Antonio, o tomador do empréstimo em favor de seu amigo Bassânio, é o comerciante que abominava os judeus; odiava Shylock. Antonio é deprimido, melancólico, sempre saudoso de seu amigo e amado Bassânio. A melancolia de Antonio é enigmática. Pode-se intuir uma depressão sem causa aparente. Pode-se imaginar que sua tristeza decorria da preocupação dos navios que tinha em trânsito, e que não retornavam para Veneza. Ou, de um modo mais radical, pode-se inferir que Antonio vivia uma atração por Bassânio, e que o amor deste para com Pórcia o irritava. Tem-se a impressão de que Antonio era solteiro. E tem-se a certeza de que Antonio arriscou tudo que tinha por Bassânio. Farto material para o freudismo.

Bassânio, por quem Antonio se arriscou, fez de sua paixão por Pórcia a razão da própria vida. Contou com a ajuda de Antonio. As classes sociais, no drama shakespeariano, são muito bem definidas. Pobres e ricos não se misturam. Pórcia é a heroína. Rica, é titular de uma grande herança. Bonita, despertou a paixão de muitos homens. Pórcia é inteligente, domina a retórica e a boa argumentação. No fecho da peça, e vestida com roupas masculinas, destruirá os argumentos de Shylock. Pórcia é a musa do antifetichismo jurídico. É uma tremenda advogada.

== Dados exibidos ==
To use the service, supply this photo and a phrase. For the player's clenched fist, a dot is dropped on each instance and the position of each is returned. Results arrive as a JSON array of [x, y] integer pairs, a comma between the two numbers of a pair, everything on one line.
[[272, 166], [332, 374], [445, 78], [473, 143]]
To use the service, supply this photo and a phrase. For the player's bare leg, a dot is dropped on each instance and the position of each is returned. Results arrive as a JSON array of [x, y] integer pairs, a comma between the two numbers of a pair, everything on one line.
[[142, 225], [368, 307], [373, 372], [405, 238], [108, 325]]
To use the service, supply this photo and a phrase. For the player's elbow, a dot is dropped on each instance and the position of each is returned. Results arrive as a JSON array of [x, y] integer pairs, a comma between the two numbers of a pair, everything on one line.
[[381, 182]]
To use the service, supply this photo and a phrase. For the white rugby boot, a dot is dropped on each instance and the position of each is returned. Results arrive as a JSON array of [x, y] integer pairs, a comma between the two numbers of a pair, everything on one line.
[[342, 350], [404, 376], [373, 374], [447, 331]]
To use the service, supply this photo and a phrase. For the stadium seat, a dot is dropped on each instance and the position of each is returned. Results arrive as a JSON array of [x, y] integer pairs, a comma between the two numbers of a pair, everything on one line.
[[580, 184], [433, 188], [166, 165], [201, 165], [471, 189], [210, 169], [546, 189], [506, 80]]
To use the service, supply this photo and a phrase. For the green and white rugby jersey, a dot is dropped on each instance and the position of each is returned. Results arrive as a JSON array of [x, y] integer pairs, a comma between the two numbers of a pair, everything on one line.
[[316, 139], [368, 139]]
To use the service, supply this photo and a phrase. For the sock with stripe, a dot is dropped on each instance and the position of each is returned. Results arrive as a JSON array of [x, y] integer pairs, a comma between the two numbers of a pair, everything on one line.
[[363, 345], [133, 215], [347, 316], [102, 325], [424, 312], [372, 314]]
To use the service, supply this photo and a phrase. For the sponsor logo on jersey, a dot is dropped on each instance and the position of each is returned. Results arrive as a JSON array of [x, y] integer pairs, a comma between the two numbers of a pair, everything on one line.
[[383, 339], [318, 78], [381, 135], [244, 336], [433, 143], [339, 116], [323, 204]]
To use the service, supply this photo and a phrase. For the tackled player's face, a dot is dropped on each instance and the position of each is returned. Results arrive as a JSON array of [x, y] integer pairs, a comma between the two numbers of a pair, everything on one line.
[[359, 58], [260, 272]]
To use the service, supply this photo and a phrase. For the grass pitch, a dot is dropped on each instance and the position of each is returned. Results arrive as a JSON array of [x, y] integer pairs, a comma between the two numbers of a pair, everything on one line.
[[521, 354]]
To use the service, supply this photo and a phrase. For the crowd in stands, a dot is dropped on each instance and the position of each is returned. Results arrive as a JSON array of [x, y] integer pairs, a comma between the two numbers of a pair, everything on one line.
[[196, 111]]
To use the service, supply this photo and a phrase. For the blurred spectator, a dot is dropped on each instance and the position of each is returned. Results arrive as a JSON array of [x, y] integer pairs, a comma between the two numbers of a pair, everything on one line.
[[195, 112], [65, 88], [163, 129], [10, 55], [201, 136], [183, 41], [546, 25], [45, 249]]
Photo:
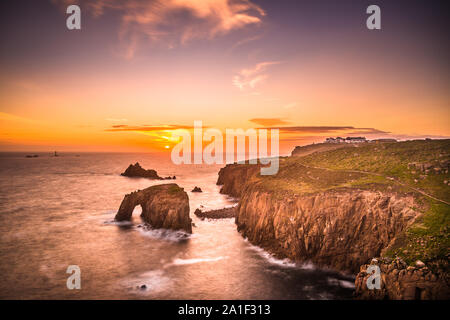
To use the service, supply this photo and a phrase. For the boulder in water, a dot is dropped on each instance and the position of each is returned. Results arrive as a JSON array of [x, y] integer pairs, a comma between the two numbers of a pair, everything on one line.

== O que fazer ==
**A.** Redigite o trecho da página desde "Bassânio, por quem" até "uma tremenda advogada.", incluindo essas palavras.
**B.** Segundo a página, com que roupas Pórcia está vestida quando destrói os argumentos de Shylock no fecho da peça?

== Resultados ==
**A.**
Bassânio, por quem Antonio se arriscou, fez de sua paixão por Pórcia a razão da própria vida. Contou com a ajuda de Antonio. As classes sociais, no drama shakespeariano, são muito bem definidas. Pobres e ricos não se misturam. Pórcia é a heroína. Rica, é titular de uma grande herança. Bonita, despertou a paixão de muitos homens. Pórcia é inteligente, domina a retórica e a boa argumentação. No fecho da peça, e vestida com roupas masculinas, destruirá os argumentos de Shylock. Pórcia é a musa do antifetichismo jurídico. É uma tremenda advogada.

**B.** Com roupas masculinas.